PASSAGE GIVEN:
——————————
Metadata-Version: 2.1
Name: anomalywatchdog
Version: 0.0.3
Summary: 
License: MIT
Author: alexis-vazquez
Author-email: alexis.vazquez@adevinta.com
Requires-Python: >=3.9,<4.0
Classifier: License :: OSI Approved :: MIT License
Classifier: Programming Language :: Python :: 3
Classifier: Programming Language :: Python :: 3.9
Classifier: Programming Language :: Python :: 3.10
Classifier: Programming Language :: Python :: 3.11
Classifier: Programming Language :: Python :: 3.12
Requires-Dist: PyYAML (>=6.0,<7.0)
Requires-Dist: holidays (>=0.50,<0.51)
Requires-Dist: pandas (==1.5.2)
Requires-Dist: pmdarima (>=2.0.4,<3.0.0)
Requires-Dist: prophet (>=1.1.5,<2.0.0)
Requires-Dist: pyspark (==3.2.1)
Requires-Dist: scikit-learn (>=1.4.2,<2.0.0)
Requires-Dist: spicy (>=0.16.0,<0.17.0)
——————————
DATASET ENTRIES:

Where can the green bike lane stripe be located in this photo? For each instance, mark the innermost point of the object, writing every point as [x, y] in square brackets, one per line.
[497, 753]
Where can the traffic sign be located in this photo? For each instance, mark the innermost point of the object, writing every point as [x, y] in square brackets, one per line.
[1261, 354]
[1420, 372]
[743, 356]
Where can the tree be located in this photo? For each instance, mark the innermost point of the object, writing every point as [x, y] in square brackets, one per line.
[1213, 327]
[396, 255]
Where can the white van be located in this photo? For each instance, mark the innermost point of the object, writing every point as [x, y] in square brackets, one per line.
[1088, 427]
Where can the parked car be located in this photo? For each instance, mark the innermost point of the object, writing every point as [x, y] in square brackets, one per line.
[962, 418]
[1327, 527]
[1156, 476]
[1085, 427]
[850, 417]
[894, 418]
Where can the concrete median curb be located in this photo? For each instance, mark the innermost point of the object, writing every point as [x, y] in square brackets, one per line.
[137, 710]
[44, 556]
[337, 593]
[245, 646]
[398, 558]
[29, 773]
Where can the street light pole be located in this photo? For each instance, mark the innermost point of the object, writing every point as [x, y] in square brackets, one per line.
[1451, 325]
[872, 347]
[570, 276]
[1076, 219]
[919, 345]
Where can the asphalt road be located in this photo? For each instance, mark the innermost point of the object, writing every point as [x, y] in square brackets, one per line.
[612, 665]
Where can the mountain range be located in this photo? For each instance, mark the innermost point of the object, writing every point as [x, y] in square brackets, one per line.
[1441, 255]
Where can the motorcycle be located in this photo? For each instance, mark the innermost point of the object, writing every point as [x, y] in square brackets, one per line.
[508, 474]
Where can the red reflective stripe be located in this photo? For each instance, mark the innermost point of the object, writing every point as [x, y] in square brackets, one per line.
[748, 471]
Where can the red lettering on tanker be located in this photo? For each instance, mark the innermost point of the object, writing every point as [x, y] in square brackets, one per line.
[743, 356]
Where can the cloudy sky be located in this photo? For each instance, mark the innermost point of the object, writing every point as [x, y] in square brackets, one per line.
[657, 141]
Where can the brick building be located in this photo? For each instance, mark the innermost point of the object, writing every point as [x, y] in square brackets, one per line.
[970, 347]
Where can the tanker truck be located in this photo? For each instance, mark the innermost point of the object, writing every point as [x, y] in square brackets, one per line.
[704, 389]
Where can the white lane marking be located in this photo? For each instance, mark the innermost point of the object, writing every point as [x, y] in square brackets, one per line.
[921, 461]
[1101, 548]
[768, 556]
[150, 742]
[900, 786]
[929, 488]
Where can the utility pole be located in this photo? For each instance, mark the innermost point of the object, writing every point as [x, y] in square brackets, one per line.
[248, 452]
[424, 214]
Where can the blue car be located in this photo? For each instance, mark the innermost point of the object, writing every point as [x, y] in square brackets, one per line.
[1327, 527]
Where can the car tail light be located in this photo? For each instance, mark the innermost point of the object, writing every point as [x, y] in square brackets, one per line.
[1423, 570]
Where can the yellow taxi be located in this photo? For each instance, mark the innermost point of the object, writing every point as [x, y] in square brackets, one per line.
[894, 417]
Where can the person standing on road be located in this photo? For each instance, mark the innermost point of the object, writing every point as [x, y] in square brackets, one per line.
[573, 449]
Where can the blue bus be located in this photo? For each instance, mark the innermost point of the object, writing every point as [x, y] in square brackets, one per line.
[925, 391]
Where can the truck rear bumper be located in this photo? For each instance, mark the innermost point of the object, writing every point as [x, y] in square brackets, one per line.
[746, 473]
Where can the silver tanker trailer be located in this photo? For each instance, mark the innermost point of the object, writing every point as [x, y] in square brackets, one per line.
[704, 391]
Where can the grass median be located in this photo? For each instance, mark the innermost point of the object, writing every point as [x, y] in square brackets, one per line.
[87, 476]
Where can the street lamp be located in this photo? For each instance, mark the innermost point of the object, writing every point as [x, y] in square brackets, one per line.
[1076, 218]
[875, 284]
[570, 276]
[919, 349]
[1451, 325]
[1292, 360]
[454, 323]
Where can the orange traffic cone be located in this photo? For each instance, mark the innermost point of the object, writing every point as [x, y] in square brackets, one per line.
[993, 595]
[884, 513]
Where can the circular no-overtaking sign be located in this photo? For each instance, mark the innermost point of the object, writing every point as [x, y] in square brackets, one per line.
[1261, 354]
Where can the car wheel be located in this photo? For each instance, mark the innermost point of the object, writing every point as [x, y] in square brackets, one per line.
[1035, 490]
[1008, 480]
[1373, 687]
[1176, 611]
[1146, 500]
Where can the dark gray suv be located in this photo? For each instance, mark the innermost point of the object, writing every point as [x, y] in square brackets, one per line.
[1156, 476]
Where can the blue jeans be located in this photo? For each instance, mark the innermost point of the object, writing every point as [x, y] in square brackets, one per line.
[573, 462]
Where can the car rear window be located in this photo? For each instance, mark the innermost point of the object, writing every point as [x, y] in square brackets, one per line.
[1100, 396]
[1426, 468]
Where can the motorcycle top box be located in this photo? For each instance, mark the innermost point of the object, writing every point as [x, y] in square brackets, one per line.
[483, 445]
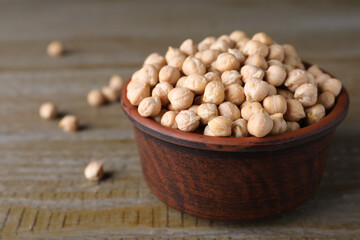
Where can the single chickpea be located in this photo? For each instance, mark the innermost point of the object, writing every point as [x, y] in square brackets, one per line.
[206, 43]
[256, 90]
[69, 123]
[253, 47]
[55, 49]
[149, 107]
[314, 113]
[256, 60]
[136, 92]
[220, 126]
[262, 37]
[292, 126]
[276, 52]
[94, 171]
[214, 92]
[110, 94]
[306, 94]
[285, 93]
[295, 78]
[161, 90]
[279, 124]
[116, 82]
[168, 119]
[295, 110]
[188, 47]
[250, 109]
[48, 111]
[206, 112]
[156, 60]
[193, 65]
[95, 98]
[169, 74]
[235, 93]
[230, 110]
[260, 124]
[332, 85]
[187, 120]
[275, 104]
[249, 72]
[327, 99]
[181, 98]
[226, 62]
[231, 77]
[275, 75]
[239, 128]
[147, 74]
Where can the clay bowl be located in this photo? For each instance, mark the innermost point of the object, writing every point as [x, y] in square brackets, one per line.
[234, 178]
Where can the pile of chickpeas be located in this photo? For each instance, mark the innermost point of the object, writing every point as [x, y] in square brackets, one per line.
[232, 85]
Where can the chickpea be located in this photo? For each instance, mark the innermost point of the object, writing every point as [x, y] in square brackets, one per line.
[275, 75]
[292, 126]
[239, 128]
[136, 92]
[156, 60]
[181, 98]
[55, 49]
[332, 85]
[306, 94]
[295, 78]
[48, 111]
[214, 92]
[275, 104]
[249, 72]
[168, 119]
[327, 99]
[187, 120]
[94, 171]
[226, 62]
[250, 109]
[256, 60]
[206, 112]
[95, 98]
[276, 52]
[69, 123]
[193, 65]
[279, 124]
[147, 74]
[253, 47]
[188, 47]
[262, 37]
[150, 107]
[230, 110]
[220, 126]
[161, 90]
[235, 93]
[260, 124]
[206, 43]
[295, 110]
[314, 113]
[256, 90]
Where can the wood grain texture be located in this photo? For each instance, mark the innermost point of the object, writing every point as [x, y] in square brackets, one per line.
[43, 194]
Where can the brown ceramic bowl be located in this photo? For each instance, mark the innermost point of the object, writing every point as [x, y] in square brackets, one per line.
[234, 178]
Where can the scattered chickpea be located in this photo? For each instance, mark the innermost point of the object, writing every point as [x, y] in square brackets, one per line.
[94, 171]
[69, 123]
[314, 113]
[48, 111]
[187, 120]
[95, 98]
——————————
THE PROBLEM: Reproduce the anomalywatchdog package metadata between "Requires-Dist: pandas (==1.5.2)" and "Requires-Dist: scikit-learn (>=1.4.2,<2.0.0)", inclusive. You won't need the records.

FINAL RESULT:
Requires-Dist: pandas (==1.5.2)
Requires-Dist: pmdarima (>=2.0.4,<3.0.0)
Requires-Dist: prophet (>=1.1.5,<2.0.0)
Requires-Dist: pyspark (==3.2.1)
Requires-Dist: scikit-learn (>=1.4.2,<2.0.0)